▸ **INSTRUCTIONS TO FOLLOW**
Extract each line of the records below that contains the string "ship".

▸ **SUPPLIED INFORMATION**
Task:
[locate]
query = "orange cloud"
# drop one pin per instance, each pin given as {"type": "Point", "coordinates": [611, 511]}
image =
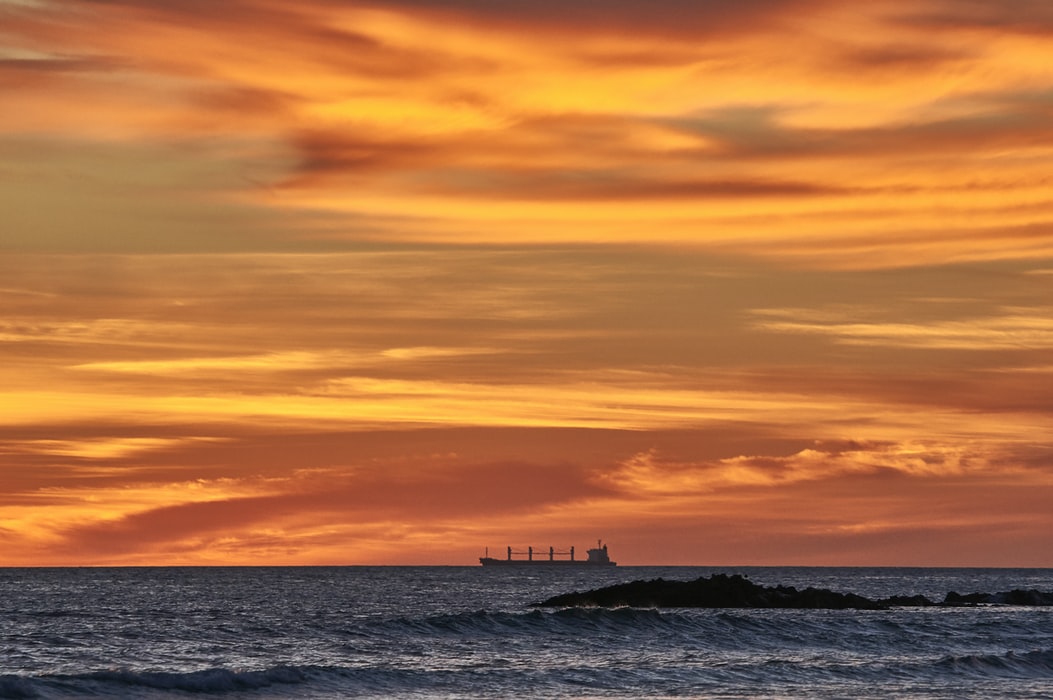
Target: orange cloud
{"type": "Point", "coordinates": [320, 282]}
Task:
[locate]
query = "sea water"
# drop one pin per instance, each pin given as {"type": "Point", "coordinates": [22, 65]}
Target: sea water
{"type": "Point", "coordinates": [470, 632]}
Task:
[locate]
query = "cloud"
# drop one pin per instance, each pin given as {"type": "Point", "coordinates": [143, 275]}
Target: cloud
{"type": "Point", "coordinates": [1015, 328]}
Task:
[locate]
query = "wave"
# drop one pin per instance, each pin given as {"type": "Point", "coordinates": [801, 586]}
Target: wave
{"type": "Point", "coordinates": [122, 682]}
{"type": "Point", "coordinates": [1029, 664]}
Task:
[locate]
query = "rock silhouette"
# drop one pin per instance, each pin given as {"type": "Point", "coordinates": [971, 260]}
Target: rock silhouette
{"type": "Point", "coordinates": [735, 591]}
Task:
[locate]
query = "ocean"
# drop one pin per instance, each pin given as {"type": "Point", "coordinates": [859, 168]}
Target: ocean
{"type": "Point", "coordinates": [469, 632]}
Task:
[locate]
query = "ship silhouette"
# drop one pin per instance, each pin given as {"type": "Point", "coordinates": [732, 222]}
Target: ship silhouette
{"type": "Point", "coordinates": [595, 557]}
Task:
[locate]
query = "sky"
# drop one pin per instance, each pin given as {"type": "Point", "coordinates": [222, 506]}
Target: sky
{"type": "Point", "coordinates": [759, 282]}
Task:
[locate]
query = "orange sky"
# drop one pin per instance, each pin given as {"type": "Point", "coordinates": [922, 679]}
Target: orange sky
{"type": "Point", "coordinates": [754, 282]}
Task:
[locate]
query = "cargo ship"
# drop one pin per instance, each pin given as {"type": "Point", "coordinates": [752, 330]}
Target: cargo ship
{"type": "Point", "coordinates": [552, 557]}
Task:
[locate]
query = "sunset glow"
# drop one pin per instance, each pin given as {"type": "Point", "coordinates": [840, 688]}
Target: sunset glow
{"type": "Point", "coordinates": [755, 282]}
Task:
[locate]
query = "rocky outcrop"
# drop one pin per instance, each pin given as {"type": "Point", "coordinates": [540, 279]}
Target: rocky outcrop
{"type": "Point", "coordinates": [718, 591]}
{"type": "Point", "coordinates": [735, 591]}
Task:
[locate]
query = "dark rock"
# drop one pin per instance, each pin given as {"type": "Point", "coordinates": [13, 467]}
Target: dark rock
{"type": "Point", "coordinates": [735, 591]}
{"type": "Point", "coordinates": [907, 601]}
{"type": "Point", "coordinates": [1014, 597]}
{"type": "Point", "coordinates": [718, 591]}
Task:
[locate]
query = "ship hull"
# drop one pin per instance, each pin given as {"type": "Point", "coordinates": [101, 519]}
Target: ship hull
{"type": "Point", "coordinates": [489, 561]}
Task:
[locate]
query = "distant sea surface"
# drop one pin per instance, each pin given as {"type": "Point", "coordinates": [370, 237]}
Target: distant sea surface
{"type": "Point", "coordinates": [469, 632]}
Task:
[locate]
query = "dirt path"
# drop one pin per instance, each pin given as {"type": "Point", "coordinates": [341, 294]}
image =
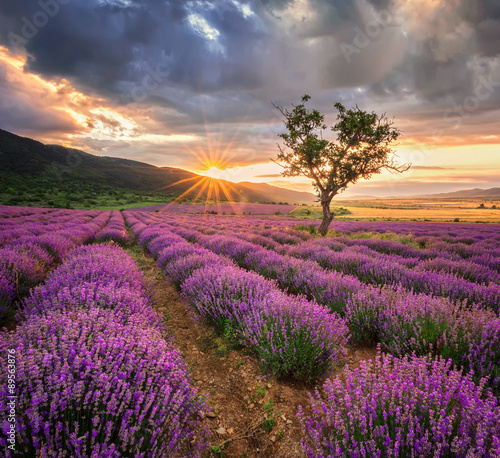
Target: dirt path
{"type": "Point", "coordinates": [253, 414]}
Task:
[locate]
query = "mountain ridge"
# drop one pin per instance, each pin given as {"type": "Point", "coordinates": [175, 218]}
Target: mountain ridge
{"type": "Point", "coordinates": [26, 162]}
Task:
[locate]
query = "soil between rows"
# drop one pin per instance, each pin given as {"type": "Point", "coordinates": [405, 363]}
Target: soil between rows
{"type": "Point", "coordinates": [238, 391]}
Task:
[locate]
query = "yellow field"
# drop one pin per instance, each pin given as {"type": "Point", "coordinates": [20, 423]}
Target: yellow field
{"type": "Point", "coordinates": [410, 210]}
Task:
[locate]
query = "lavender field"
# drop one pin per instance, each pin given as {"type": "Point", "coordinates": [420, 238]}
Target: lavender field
{"type": "Point", "coordinates": [96, 373]}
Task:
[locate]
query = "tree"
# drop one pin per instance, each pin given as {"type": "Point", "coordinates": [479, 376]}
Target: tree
{"type": "Point", "coordinates": [362, 149]}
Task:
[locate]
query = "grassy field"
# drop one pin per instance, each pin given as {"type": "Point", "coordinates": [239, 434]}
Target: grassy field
{"type": "Point", "coordinates": [409, 210]}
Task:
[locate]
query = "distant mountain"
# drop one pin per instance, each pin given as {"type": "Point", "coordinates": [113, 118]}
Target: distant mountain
{"type": "Point", "coordinates": [476, 193]}
{"type": "Point", "coordinates": [26, 164]}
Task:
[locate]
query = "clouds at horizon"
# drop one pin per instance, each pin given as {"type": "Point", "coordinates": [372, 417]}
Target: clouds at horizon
{"type": "Point", "coordinates": [182, 73]}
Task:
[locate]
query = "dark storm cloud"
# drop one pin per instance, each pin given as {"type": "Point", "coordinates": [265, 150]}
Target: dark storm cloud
{"type": "Point", "coordinates": [28, 115]}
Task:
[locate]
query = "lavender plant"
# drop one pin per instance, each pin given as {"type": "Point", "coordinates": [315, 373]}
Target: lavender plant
{"type": "Point", "coordinates": [402, 407]}
{"type": "Point", "coordinates": [88, 385]}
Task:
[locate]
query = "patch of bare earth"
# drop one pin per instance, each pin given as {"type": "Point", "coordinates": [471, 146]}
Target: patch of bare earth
{"type": "Point", "coordinates": [242, 422]}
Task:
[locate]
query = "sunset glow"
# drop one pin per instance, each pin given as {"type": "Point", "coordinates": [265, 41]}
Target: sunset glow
{"type": "Point", "coordinates": [192, 102]}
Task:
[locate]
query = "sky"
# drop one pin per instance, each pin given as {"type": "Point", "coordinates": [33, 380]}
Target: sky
{"type": "Point", "coordinates": [191, 84]}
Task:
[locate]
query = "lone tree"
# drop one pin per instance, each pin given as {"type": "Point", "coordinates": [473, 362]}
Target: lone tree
{"type": "Point", "coordinates": [362, 149]}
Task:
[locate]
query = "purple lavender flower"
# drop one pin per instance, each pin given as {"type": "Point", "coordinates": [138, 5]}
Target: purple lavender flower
{"type": "Point", "coordinates": [408, 407]}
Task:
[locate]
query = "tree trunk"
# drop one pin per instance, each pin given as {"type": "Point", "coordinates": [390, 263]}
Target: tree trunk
{"type": "Point", "coordinates": [327, 217]}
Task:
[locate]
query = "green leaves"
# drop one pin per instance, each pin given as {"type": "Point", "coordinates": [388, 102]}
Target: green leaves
{"type": "Point", "coordinates": [362, 149]}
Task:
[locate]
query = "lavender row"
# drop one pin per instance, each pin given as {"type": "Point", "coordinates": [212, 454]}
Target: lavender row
{"type": "Point", "coordinates": [292, 337]}
{"type": "Point", "coordinates": [404, 322]}
{"type": "Point", "coordinates": [95, 375]}
{"type": "Point", "coordinates": [479, 265]}
{"type": "Point", "coordinates": [402, 407]}
{"type": "Point", "coordinates": [25, 261]}
{"type": "Point", "coordinates": [18, 227]}
{"type": "Point", "coordinates": [114, 230]}
{"type": "Point", "coordinates": [380, 271]}
{"type": "Point", "coordinates": [479, 243]}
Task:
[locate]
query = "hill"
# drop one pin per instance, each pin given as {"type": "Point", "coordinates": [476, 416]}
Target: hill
{"type": "Point", "coordinates": [28, 166]}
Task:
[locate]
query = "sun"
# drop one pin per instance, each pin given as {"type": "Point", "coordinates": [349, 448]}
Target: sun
{"type": "Point", "coordinates": [215, 172]}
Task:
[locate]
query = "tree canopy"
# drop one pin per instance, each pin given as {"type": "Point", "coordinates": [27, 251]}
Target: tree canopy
{"type": "Point", "coordinates": [363, 148]}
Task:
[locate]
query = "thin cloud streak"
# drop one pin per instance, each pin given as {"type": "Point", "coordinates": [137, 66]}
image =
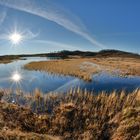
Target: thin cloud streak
{"type": "Point", "coordinates": [2, 16]}
{"type": "Point", "coordinates": [57, 44]}
{"type": "Point", "coordinates": [55, 14]}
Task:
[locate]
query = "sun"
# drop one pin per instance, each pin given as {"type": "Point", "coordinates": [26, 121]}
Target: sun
{"type": "Point", "coordinates": [16, 77]}
{"type": "Point", "coordinates": [15, 38]}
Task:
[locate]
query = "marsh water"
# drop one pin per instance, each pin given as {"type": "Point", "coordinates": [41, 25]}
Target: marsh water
{"type": "Point", "coordinates": [47, 82]}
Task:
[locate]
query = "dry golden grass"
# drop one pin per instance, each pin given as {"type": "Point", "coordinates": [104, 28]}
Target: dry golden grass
{"type": "Point", "coordinates": [76, 115]}
{"type": "Point", "coordinates": [85, 67]}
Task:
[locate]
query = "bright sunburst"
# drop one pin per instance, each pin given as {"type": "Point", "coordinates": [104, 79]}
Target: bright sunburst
{"type": "Point", "coordinates": [15, 38]}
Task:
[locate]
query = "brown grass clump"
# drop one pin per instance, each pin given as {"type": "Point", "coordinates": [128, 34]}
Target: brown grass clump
{"type": "Point", "coordinates": [73, 67]}
{"type": "Point", "coordinates": [85, 67]}
{"type": "Point", "coordinates": [76, 115]}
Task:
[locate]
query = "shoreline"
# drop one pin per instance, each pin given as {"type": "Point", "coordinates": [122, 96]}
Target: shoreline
{"type": "Point", "coordinates": [84, 68]}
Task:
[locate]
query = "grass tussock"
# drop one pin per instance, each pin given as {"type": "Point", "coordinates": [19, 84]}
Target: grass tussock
{"type": "Point", "coordinates": [84, 68]}
{"type": "Point", "coordinates": [72, 67]}
{"type": "Point", "coordinates": [77, 115]}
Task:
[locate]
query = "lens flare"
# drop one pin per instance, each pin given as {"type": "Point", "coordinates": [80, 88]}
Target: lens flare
{"type": "Point", "coordinates": [15, 38]}
{"type": "Point", "coordinates": [16, 77]}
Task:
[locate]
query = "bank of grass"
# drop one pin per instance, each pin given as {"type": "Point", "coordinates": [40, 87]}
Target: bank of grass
{"type": "Point", "coordinates": [8, 59]}
{"type": "Point", "coordinates": [76, 115]}
{"type": "Point", "coordinates": [76, 67]}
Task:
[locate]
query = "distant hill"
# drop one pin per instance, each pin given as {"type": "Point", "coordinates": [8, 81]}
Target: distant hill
{"type": "Point", "coordinates": [103, 53]}
{"type": "Point", "coordinates": [66, 54]}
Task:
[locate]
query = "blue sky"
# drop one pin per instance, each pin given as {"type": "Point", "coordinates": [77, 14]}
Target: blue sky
{"type": "Point", "coordinates": [53, 25]}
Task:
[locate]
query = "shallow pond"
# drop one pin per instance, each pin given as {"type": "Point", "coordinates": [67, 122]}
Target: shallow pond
{"type": "Point", "coordinates": [49, 82]}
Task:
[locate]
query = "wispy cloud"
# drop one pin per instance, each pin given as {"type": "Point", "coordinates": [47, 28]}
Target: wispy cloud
{"type": "Point", "coordinates": [52, 12]}
{"type": "Point", "coordinates": [2, 16]}
{"type": "Point", "coordinates": [59, 45]}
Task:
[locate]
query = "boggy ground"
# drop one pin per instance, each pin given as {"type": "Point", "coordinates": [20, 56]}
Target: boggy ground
{"type": "Point", "coordinates": [85, 67]}
{"type": "Point", "coordinates": [77, 115]}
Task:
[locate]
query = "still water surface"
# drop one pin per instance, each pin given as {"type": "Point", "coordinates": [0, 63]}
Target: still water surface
{"type": "Point", "coordinates": [49, 82]}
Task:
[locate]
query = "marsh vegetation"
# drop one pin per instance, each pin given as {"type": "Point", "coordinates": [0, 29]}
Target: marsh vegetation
{"type": "Point", "coordinates": [75, 115]}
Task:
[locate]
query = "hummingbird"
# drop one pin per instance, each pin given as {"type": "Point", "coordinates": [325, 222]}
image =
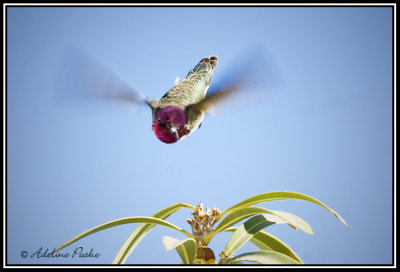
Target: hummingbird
{"type": "Point", "coordinates": [181, 110]}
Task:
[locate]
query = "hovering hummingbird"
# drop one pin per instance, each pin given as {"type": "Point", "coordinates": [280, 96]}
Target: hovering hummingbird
{"type": "Point", "coordinates": [181, 110]}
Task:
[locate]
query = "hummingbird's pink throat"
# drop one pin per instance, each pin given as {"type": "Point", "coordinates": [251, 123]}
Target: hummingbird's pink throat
{"type": "Point", "coordinates": [169, 124]}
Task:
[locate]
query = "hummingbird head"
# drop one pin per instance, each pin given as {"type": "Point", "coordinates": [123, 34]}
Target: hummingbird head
{"type": "Point", "coordinates": [169, 124]}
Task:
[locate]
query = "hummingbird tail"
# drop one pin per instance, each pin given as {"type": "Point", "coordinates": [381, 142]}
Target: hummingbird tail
{"type": "Point", "coordinates": [206, 64]}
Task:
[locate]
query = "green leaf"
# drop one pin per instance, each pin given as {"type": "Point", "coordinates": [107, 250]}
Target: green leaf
{"type": "Point", "coordinates": [263, 257]}
{"type": "Point", "coordinates": [294, 221]}
{"type": "Point", "coordinates": [186, 248]}
{"type": "Point", "coordinates": [142, 230]}
{"type": "Point", "coordinates": [122, 221]}
{"type": "Point", "coordinates": [241, 213]}
{"type": "Point", "coordinates": [266, 241]}
{"type": "Point", "coordinates": [281, 195]}
{"type": "Point", "coordinates": [247, 230]}
{"type": "Point", "coordinates": [235, 216]}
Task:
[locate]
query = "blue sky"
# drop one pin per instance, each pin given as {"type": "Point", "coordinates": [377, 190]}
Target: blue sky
{"type": "Point", "coordinates": [325, 131]}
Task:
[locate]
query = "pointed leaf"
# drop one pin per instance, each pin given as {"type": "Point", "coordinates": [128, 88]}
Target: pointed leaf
{"type": "Point", "coordinates": [266, 241]}
{"type": "Point", "coordinates": [281, 195]}
{"type": "Point", "coordinates": [263, 257]}
{"type": "Point", "coordinates": [142, 230]}
{"type": "Point", "coordinates": [186, 248]}
{"type": "Point", "coordinates": [247, 230]}
{"type": "Point", "coordinates": [241, 213]}
{"type": "Point", "coordinates": [122, 221]}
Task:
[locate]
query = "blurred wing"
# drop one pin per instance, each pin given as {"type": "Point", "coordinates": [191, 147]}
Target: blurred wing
{"type": "Point", "coordinates": [83, 77]}
{"type": "Point", "coordinates": [252, 70]}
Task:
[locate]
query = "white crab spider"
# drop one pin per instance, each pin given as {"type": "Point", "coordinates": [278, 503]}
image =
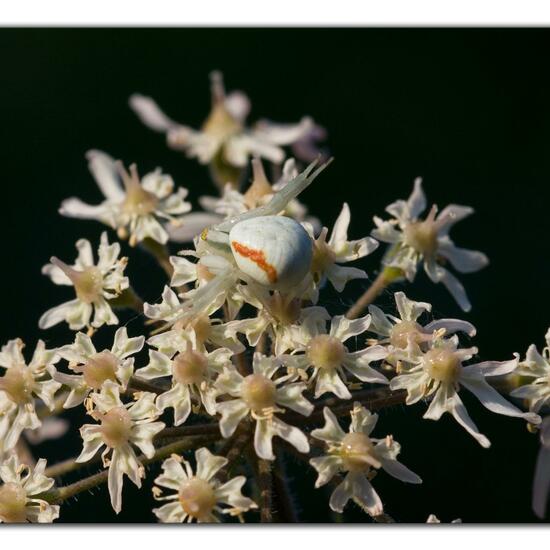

▸ **WRITTEN RESPONSE**
query = "ship silhouette"
Target: ship silhouette
query = "cargo ship"
Target: cargo ship
query = "ship hull"
Target: ship hull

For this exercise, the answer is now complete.